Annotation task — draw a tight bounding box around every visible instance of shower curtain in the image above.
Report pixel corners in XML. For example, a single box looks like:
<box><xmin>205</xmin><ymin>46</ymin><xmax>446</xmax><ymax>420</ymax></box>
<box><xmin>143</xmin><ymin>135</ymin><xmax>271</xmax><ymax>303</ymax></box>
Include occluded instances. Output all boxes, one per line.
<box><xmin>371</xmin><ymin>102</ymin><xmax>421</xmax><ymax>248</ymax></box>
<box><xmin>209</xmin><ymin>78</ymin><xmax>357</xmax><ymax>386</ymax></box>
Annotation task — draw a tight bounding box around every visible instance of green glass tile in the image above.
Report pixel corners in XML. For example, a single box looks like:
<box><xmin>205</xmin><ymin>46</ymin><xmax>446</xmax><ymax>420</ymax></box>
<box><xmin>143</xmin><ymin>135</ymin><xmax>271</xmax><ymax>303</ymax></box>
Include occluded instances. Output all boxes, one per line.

WRITTEN EXERCISE: How many lines of the records above contain the string "around"? Case counts. Reply with the number alone.

EXERCISE RESPONSE: 2